§ **Task**:
Copy each line in the data below that contains the word "wooden".

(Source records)
□ □ □ □ □ □ □

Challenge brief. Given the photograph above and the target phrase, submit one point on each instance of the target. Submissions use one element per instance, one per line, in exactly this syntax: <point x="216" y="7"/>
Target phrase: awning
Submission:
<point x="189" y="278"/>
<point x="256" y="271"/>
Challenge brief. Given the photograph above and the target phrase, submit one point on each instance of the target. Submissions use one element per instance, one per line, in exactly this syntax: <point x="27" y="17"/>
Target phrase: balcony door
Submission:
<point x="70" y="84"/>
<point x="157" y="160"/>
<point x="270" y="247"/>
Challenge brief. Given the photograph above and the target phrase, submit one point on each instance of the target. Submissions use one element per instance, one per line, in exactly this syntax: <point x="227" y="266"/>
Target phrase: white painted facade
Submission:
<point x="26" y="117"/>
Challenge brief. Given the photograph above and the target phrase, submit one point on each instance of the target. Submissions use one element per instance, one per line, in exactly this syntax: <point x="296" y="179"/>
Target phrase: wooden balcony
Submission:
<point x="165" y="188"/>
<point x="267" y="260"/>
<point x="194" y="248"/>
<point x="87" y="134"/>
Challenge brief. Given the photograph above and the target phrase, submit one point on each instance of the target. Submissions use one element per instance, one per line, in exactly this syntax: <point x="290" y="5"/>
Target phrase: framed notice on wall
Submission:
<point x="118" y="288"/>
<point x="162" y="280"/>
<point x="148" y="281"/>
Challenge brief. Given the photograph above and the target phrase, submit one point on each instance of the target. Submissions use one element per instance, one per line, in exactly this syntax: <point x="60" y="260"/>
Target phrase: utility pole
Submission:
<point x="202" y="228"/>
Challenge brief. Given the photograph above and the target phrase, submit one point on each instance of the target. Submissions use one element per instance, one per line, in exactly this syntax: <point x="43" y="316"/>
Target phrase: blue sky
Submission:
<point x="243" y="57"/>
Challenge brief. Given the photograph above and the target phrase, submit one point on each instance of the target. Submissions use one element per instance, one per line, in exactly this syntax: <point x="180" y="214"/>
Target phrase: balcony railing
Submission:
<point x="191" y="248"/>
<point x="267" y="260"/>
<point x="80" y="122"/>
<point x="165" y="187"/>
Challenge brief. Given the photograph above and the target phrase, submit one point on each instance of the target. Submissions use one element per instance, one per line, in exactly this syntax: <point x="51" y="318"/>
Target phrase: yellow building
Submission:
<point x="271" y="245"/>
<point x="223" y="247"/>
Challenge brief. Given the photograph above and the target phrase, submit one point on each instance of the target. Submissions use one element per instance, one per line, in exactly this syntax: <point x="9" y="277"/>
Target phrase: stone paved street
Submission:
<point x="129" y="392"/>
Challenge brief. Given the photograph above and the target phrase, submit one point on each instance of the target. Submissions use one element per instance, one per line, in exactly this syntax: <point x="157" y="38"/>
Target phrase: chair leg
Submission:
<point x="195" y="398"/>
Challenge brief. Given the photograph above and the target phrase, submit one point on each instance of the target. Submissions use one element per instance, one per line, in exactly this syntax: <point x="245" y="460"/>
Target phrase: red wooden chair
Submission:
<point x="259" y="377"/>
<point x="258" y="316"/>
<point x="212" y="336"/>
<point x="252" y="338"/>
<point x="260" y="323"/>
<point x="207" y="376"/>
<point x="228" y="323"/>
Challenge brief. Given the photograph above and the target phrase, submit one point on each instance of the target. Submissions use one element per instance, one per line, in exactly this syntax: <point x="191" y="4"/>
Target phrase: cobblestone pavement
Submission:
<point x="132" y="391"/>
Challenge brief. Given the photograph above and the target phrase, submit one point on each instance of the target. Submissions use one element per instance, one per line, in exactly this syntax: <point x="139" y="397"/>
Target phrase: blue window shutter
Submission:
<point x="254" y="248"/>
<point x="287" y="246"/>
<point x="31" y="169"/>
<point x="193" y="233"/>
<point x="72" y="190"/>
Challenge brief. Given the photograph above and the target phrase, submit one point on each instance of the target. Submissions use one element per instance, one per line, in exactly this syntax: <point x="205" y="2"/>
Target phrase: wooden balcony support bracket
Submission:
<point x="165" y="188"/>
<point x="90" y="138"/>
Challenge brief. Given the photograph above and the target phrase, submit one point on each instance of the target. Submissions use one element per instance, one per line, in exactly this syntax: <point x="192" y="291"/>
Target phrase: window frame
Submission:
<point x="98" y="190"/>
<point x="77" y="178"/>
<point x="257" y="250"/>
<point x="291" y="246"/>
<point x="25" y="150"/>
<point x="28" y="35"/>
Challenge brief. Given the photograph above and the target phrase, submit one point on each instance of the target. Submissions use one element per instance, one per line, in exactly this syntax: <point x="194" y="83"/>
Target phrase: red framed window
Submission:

□ □ □ □ □ □ □

§ **Answer space**:
Target phrase: wooden balcony
Target phrase: red wooden chair
Target phrase: wooden balcony support bracket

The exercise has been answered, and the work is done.